### YOUR TASK
Reproduce, with no alteration, the span of lines that begins at the line containing "of the fine" and ends at the last line of the records, both ends included, and nothing else.

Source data
====================
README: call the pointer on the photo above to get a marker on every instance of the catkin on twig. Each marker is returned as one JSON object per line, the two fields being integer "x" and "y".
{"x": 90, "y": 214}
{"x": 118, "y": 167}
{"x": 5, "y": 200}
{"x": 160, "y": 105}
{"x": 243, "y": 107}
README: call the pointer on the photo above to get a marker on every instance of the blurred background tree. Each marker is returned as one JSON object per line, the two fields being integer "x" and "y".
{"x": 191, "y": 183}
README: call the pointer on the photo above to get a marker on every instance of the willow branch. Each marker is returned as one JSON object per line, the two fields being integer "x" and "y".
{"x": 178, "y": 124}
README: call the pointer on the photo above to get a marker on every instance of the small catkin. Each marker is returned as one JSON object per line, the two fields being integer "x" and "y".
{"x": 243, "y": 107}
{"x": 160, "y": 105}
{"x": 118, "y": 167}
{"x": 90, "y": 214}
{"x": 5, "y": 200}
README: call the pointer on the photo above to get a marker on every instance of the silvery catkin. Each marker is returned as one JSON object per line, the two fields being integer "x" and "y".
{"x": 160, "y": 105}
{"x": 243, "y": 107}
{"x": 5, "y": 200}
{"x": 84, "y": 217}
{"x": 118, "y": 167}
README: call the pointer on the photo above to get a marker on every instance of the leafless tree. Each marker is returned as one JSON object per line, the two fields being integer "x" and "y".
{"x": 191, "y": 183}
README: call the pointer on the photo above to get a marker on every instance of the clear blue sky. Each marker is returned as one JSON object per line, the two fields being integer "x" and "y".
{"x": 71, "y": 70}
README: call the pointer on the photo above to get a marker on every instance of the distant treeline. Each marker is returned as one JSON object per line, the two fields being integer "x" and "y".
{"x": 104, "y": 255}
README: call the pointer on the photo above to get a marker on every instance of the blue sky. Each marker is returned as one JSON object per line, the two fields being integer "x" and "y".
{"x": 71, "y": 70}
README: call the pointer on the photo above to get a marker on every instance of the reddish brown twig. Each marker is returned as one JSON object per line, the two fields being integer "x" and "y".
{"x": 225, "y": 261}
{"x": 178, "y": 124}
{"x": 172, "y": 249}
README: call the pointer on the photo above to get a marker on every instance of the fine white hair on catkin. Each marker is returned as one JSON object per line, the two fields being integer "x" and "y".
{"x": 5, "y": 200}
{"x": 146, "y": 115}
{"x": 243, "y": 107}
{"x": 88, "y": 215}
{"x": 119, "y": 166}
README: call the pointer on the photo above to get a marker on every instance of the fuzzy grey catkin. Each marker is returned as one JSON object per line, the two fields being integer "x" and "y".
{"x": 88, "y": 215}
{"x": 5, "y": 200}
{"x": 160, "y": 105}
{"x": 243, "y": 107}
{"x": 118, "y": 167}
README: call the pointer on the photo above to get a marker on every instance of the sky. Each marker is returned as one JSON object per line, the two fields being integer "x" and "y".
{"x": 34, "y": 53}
====================
### ANSWER BELOW
README: call the pointer on the photo above to get a marker on every instance of the fine white hair on catkin. Each marker is returned as one JSON object per line, the two fields being integer "x" and "y".
{"x": 5, "y": 200}
{"x": 146, "y": 115}
{"x": 243, "y": 107}
{"x": 88, "y": 215}
{"x": 119, "y": 166}
README: call the pointer on the photo above to get a marker on every instance of the fuzzy grey catkin. Each marker is returned as one JSON object per line, the two fields being integer "x" and "y".
{"x": 88, "y": 215}
{"x": 5, "y": 200}
{"x": 160, "y": 105}
{"x": 243, "y": 107}
{"x": 118, "y": 167}
README: call the pointer on the photo above to get a marker on every instance of the sky. Each marker is returned as one JSON object per line, the two fields being integer "x" and "y".
{"x": 34, "y": 53}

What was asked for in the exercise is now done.